GIVEN INSTRUCTION: Copy out all of the records below, substituting "fill rule" for "ring rule" wherever it occurs and leaving everything else unchanged. Leave the pictures out.

◇ ◇ ◇ ◇

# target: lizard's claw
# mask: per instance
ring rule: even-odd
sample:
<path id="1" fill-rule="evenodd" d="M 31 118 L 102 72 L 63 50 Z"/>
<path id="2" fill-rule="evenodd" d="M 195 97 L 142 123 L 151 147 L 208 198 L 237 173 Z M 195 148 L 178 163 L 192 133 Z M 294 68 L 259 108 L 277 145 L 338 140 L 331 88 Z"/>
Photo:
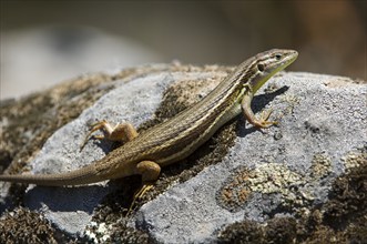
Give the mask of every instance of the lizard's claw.
<path id="1" fill-rule="evenodd" d="M 272 113 L 273 113 L 273 109 L 271 109 L 268 111 L 263 111 L 259 115 L 259 119 L 254 121 L 254 126 L 261 128 L 261 129 L 266 129 L 274 124 L 278 124 L 277 121 L 268 121 Z"/>

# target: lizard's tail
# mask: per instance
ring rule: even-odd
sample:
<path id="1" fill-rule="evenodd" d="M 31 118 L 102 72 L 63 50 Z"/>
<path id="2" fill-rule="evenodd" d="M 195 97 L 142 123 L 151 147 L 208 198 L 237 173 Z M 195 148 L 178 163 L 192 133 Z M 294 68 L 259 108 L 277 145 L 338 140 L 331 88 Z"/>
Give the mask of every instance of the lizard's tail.
<path id="1" fill-rule="evenodd" d="M 101 177 L 94 165 L 82 169 L 58 173 L 58 174 L 4 174 L 0 175 L 0 182 L 13 182 L 23 184 L 37 184 L 47 186 L 83 185 L 100 182 L 106 179 Z"/>

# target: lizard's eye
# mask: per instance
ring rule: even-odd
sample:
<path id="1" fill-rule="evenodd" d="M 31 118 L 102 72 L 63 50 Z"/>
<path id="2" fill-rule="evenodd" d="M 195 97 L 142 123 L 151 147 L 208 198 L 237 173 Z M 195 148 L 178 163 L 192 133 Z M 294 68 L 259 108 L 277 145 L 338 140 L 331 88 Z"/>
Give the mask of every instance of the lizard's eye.
<path id="1" fill-rule="evenodd" d="M 263 72 L 263 71 L 265 70 L 264 64 L 258 63 L 258 64 L 257 64 L 257 70 L 258 70 L 259 72 Z"/>

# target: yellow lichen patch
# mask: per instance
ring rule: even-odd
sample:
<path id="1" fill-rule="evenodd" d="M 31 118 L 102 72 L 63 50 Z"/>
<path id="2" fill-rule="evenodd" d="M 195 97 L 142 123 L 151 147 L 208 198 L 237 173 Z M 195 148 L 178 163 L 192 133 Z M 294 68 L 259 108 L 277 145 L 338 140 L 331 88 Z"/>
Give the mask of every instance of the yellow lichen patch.
<path id="1" fill-rule="evenodd" d="M 341 157 L 346 173 L 349 173 L 351 169 L 359 167 L 367 161 L 367 151 L 366 150 L 356 150 L 347 153 Z"/>
<path id="2" fill-rule="evenodd" d="M 304 183 L 304 176 L 290 171 L 286 165 L 267 163 L 261 164 L 254 170 L 235 171 L 216 196 L 220 205 L 232 212 L 243 207 L 254 192 L 279 193 L 284 203 L 302 204 L 302 199 L 312 199 L 312 196 L 304 197 L 304 195 L 309 195 L 309 193 L 304 192 L 298 192 L 300 196 L 297 196 L 293 193 L 292 186 Z"/>

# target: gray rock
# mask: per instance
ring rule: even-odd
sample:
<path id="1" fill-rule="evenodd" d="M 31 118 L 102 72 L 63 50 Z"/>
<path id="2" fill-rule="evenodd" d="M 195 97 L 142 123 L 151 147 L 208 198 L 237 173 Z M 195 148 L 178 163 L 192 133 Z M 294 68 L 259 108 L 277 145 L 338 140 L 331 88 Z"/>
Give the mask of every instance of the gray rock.
<path id="1" fill-rule="evenodd" d="M 211 243 L 225 225 L 326 202 L 349 167 L 343 156 L 367 143 L 367 87 L 348 81 L 296 72 L 272 79 L 287 88 L 268 104 L 278 126 L 263 133 L 242 124 L 223 162 L 143 205 L 136 225 L 160 243 Z"/>
<path id="2" fill-rule="evenodd" d="M 80 152 L 88 125 L 104 119 L 139 126 L 155 118 L 169 88 L 179 88 L 177 103 L 192 104 L 227 72 L 215 67 L 156 69 L 129 82 L 111 79 L 108 85 L 113 90 L 48 139 L 30 164 L 31 173 L 65 172 L 103 157 L 112 150 L 105 141 L 90 140 Z M 324 204 L 337 176 L 363 166 L 355 159 L 367 146 L 366 93 L 366 84 L 348 78 L 282 72 L 254 99 L 259 109 L 274 110 L 271 119 L 278 125 L 259 131 L 239 120 L 234 145 L 220 163 L 184 183 L 171 182 L 169 190 L 137 211 L 129 226 L 160 243 L 211 243 L 232 223 L 296 217 Z M 58 228 L 96 238 L 85 227 L 103 197 L 115 190 L 105 182 L 30 186 L 24 202 Z M 103 241 L 113 235 L 115 225 L 100 223 Z"/>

◇ ◇ ◇ ◇

ANSWER FOR THE TASK:
# target: lizard's claw
# mask: per instance
fill rule: even-odd
sample:
<path id="1" fill-rule="evenodd" d="M 31 118 L 102 72 L 63 50 Z"/>
<path id="2" fill-rule="evenodd" d="M 195 97 L 142 123 L 151 147 L 208 198 L 237 173 Z M 195 148 L 178 163 L 192 133 Z M 294 68 L 259 108 L 277 145 L 338 140 L 331 88 Z"/>
Photo:
Give the mask of every instance of the lizard's claw.
<path id="1" fill-rule="evenodd" d="M 272 113 L 273 113 L 273 109 L 271 109 L 268 111 L 263 111 L 259 115 L 259 119 L 254 121 L 254 126 L 261 128 L 261 129 L 266 129 L 274 124 L 278 124 L 277 121 L 268 121 Z"/>

# target: lizard's tail
# mask: per instance
fill rule: even-odd
sample:
<path id="1" fill-rule="evenodd" d="M 31 118 L 102 72 L 63 50 Z"/>
<path id="2" fill-rule="evenodd" d="M 195 97 L 142 123 L 151 147 L 208 198 L 237 173 Z M 195 148 L 178 163 L 192 133 Z M 294 68 L 259 108 L 277 145 L 338 140 L 331 88 Z"/>
Give the mask of every instance of the lizard's tail.
<path id="1" fill-rule="evenodd" d="M 101 177 L 94 165 L 82 169 L 58 173 L 58 174 L 4 174 L 0 175 L 0 182 L 13 182 L 23 184 L 37 184 L 47 186 L 83 185 L 100 182 L 106 179 Z"/>

# target: lizard's eye
# mask: per instance
fill rule: even-odd
sample:
<path id="1" fill-rule="evenodd" d="M 31 118 L 102 72 L 63 50 Z"/>
<path id="2" fill-rule="evenodd" d="M 195 97 L 142 123 L 151 147 L 208 198 L 237 173 Z M 195 148 L 178 163 L 192 133 Z M 294 68 L 259 108 L 277 145 L 338 140 L 331 88 Z"/>
Give the mask of every instance of the lizard's eye.
<path id="1" fill-rule="evenodd" d="M 263 72 L 263 71 L 265 70 L 264 64 L 258 63 L 258 64 L 257 64 L 257 70 L 258 70 L 259 72 Z"/>

# target: yellow lichen patch
# mask: per instance
fill rule: even-odd
sample:
<path id="1" fill-rule="evenodd" d="M 31 118 L 102 72 L 63 50 Z"/>
<path id="2" fill-rule="evenodd" d="M 195 97 L 142 123 L 151 147 L 208 198 L 237 173 Z M 195 148 L 178 163 L 192 133 Z M 294 68 L 259 108 L 277 145 L 338 140 L 331 88 Z"/>
Give the mask of every instance of the yellow lichen patch.
<path id="1" fill-rule="evenodd" d="M 341 157 L 346 173 L 349 173 L 351 169 L 359 167 L 367 161 L 367 151 L 366 150 L 356 150 L 347 153 Z"/>
<path id="2" fill-rule="evenodd" d="M 304 183 L 304 176 L 290 171 L 286 165 L 267 163 L 261 164 L 254 170 L 235 171 L 216 196 L 220 205 L 232 212 L 243 207 L 254 192 L 279 193 L 284 203 L 302 204 L 302 199 L 312 199 L 312 196 L 304 197 L 304 195 L 309 195 L 309 193 L 304 192 L 298 192 L 300 196 L 297 196 L 293 193 L 292 186 Z"/>

# target: gray rock
# mask: per instance
fill rule: even-odd
sample:
<path id="1" fill-rule="evenodd" d="M 31 118 L 102 72 L 63 50 Z"/>
<path id="2" fill-rule="evenodd" d="M 195 97 L 142 123 L 151 147 L 208 198 L 237 173 Z M 195 148 L 178 163 L 192 133 Z M 294 68 L 259 108 L 277 145 L 338 140 L 331 88 Z"/>
Give the mask of every instance of the gray rock.
<path id="1" fill-rule="evenodd" d="M 211 243 L 225 225 L 326 202 L 349 167 L 343 156 L 367 143 L 367 87 L 348 81 L 296 72 L 272 79 L 287 88 L 268 104 L 278 126 L 263 133 L 242 124 L 223 162 L 143 205 L 136 225 L 160 243 Z"/>
<path id="2" fill-rule="evenodd" d="M 80 152 L 88 125 L 104 119 L 139 126 L 155 118 L 169 88 L 179 88 L 177 103 L 192 104 L 227 72 L 215 67 L 156 69 L 129 82 L 111 79 L 108 85 L 113 90 L 48 139 L 30 164 L 31 173 L 65 172 L 103 157 L 112 150 L 105 141 L 90 140 Z M 324 204 L 337 176 L 363 166 L 355 159 L 367 146 L 366 93 L 366 84 L 348 78 L 282 72 L 254 99 L 259 109 L 274 110 L 271 119 L 278 125 L 259 131 L 239 120 L 234 145 L 220 163 L 184 183 L 171 182 L 169 190 L 137 211 L 129 226 L 160 243 L 211 243 L 232 223 L 296 217 Z M 58 228 L 96 238 L 85 227 L 103 197 L 115 190 L 105 182 L 30 186 L 24 202 Z M 103 241 L 113 235 L 115 225 L 100 223 Z"/>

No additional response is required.